**Work to do:** Reproduce the entries below, swapping "outline" for "boundary" and leaving every other character unchanged. Omit the pictures from your output.

**Given entries:**
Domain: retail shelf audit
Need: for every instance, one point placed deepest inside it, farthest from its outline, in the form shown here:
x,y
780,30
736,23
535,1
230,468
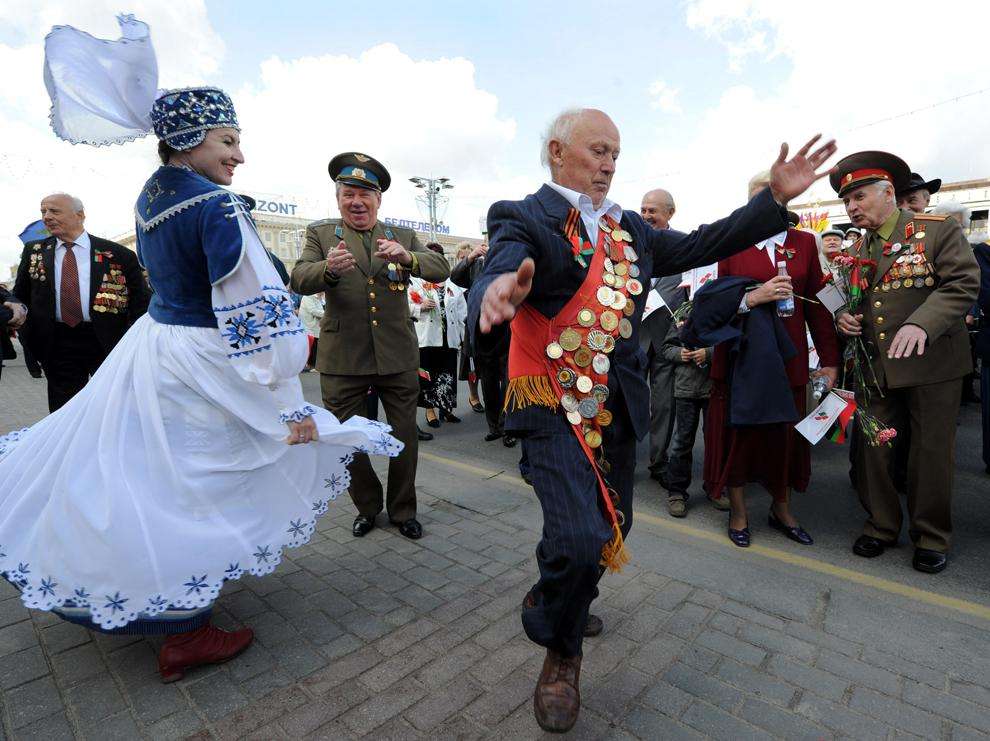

**Result of this task:**
Domain: retail shelf audit
Need: for every instance, one point placed deepest inside it, farthest from its boundary, in the form shown here:
x,y
780,30
736,23
535,1
230,468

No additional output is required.